(Request) Change every "this interface" to "this frame" in the entries running from the line containing "Automation agent log: The next step is to locate the roof" down through the line containing "[[222, 296, 344, 459], [36, 223, 85, 308]]", and return only those lines with nothing else altered.

(Data for this exercise)
___

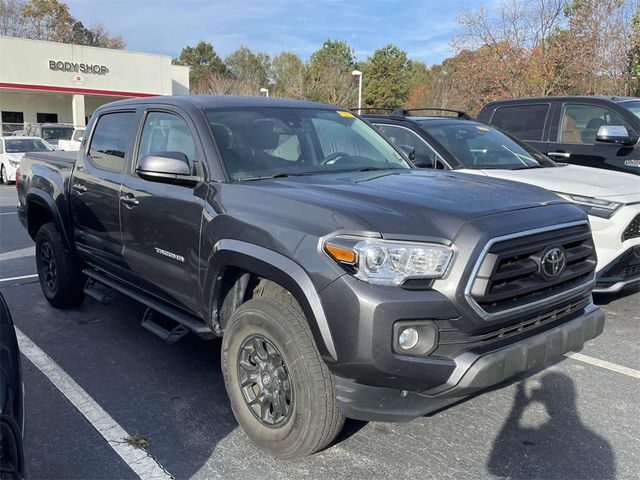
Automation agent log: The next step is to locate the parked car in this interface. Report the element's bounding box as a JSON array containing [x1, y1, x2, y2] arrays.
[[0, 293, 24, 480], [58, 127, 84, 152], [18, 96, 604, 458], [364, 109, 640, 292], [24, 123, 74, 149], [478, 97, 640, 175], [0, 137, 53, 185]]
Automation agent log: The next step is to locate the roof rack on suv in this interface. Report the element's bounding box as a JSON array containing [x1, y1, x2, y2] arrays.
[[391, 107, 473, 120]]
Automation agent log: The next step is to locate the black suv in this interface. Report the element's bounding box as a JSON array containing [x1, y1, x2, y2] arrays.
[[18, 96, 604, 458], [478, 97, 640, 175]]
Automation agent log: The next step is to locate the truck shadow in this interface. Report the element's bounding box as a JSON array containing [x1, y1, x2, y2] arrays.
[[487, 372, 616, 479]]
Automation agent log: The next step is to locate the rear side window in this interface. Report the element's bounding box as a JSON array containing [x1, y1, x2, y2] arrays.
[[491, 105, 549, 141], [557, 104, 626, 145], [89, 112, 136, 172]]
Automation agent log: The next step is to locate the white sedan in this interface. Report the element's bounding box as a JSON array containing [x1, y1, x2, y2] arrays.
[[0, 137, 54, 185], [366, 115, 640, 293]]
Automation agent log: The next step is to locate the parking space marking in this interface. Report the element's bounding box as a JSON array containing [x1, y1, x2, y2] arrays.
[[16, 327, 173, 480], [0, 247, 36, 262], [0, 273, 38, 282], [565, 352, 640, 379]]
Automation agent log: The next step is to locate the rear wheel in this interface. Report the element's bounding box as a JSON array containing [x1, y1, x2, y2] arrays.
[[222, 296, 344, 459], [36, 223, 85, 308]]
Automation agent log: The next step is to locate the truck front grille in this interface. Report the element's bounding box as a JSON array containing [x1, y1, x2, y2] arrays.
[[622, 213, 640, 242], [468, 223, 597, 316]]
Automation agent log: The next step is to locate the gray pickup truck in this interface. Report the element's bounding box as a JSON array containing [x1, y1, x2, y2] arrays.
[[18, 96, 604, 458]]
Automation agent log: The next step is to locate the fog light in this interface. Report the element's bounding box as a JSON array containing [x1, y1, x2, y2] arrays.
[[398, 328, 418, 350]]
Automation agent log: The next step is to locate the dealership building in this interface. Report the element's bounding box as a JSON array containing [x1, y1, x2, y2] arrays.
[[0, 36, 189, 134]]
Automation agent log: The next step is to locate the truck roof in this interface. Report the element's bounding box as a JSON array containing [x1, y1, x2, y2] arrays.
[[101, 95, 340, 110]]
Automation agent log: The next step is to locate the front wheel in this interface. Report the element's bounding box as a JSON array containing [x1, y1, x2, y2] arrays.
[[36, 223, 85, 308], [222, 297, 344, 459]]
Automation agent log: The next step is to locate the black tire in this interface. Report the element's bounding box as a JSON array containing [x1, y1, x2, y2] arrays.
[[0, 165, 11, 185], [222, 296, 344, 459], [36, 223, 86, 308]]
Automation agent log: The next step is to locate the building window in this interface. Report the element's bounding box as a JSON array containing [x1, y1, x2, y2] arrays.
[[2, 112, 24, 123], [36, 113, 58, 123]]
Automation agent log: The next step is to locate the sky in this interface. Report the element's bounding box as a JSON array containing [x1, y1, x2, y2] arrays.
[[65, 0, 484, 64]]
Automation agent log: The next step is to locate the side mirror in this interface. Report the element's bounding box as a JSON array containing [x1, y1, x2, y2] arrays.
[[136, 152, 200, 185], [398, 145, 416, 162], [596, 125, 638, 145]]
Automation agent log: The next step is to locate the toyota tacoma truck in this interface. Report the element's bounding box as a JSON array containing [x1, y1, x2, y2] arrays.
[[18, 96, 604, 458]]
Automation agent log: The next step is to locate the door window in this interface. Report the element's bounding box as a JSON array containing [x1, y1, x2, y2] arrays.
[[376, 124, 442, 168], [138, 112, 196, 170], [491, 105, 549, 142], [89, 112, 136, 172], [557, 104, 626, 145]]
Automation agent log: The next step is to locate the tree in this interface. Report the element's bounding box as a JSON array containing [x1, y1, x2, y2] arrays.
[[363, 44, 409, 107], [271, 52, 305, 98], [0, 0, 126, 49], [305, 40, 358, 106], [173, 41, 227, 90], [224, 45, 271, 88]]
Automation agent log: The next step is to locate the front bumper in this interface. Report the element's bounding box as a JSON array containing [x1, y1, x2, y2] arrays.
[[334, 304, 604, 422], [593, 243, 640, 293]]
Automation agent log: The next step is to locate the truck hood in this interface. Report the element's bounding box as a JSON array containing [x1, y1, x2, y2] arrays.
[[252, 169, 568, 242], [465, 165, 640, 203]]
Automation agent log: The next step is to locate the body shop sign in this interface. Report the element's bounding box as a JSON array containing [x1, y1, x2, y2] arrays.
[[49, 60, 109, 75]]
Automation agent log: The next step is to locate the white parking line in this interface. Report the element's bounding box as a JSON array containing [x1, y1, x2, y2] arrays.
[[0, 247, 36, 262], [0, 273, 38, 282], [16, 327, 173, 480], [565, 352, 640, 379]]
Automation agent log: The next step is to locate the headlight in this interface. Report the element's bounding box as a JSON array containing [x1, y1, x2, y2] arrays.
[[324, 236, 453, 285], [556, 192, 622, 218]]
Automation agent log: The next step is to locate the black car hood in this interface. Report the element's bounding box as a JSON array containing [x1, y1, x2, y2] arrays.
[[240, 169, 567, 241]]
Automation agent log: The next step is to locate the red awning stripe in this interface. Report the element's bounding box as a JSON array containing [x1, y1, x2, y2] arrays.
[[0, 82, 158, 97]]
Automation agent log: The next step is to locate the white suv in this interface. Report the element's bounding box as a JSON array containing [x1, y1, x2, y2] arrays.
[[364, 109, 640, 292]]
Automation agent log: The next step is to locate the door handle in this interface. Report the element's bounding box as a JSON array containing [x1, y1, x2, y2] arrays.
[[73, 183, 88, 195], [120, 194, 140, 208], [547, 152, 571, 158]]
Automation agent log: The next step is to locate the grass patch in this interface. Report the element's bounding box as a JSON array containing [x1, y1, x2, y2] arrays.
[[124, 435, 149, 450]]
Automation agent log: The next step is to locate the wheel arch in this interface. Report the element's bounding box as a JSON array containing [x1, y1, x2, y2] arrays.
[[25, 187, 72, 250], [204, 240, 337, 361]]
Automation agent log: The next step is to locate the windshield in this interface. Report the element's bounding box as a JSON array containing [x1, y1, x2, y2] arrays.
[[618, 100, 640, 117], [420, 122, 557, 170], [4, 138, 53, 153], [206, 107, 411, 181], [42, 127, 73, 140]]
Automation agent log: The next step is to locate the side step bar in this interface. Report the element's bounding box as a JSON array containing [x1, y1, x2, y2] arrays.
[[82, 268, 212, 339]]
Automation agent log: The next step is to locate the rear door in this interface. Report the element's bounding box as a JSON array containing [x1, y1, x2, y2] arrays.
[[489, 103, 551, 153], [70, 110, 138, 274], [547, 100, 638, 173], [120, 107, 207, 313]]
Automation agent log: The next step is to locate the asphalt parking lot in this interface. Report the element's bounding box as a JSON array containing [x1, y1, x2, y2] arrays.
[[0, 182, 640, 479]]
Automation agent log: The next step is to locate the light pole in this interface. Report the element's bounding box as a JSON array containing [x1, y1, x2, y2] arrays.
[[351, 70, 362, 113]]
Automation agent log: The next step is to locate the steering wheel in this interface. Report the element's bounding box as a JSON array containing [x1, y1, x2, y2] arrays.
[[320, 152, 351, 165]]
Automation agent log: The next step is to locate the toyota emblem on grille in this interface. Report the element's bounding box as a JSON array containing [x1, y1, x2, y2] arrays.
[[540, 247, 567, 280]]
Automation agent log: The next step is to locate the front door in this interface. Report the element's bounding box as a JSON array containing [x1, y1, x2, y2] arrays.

___

(Written reply)
Automation agent log: The next step is to locate the roof rack on suv in this frame. Report the element's bounding box as a JSON array containing [x1, y1, x2, y2] arrays.
[[391, 107, 473, 120]]
Automation agent log: The next step is to locate the black suv in this frame. Report the element's bounding box as a JSON array containing [x1, y1, x2, y2] arrays.
[[18, 96, 604, 458], [478, 97, 640, 175]]
Automation agent log: The next step is to locate the truck shadow in this frame. Report the element's bounding box as a JSON array containing [x1, y1, x2, y2] arrays.
[[487, 372, 616, 479]]
Automation agent log: The next step is to locate the rear side window in this frame. Report the element's bounding box as a JSON array containing [x1, y1, x2, y2] arrays.
[[491, 105, 549, 141], [557, 104, 626, 145], [89, 112, 136, 172]]
Automation agent log: The next step is to locate the white sedan in this frame. Report the element's bounding box as a JSON array containing [x1, y1, x2, y2] arrays.
[[0, 137, 54, 185], [366, 115, 640, 293]]
Automation agent log: The next step is to locate the parking space marking in this frame. Report the element's bounding box as a JSON array containing [x1, y1, x2, y2] arrays.
[[16, 327, 173, 480], [0, 247, 36, 262], [0, 273, 38, 282], [565, 352, 640, 379]]
Automation agent log: The next step is to locate the rear wheel in this frame. Report the element's bounding box as a JSON array containing [x1, y1, x2, y2] arrays.
[[222, 296, 344, 459], [36, 223, 85, 308]]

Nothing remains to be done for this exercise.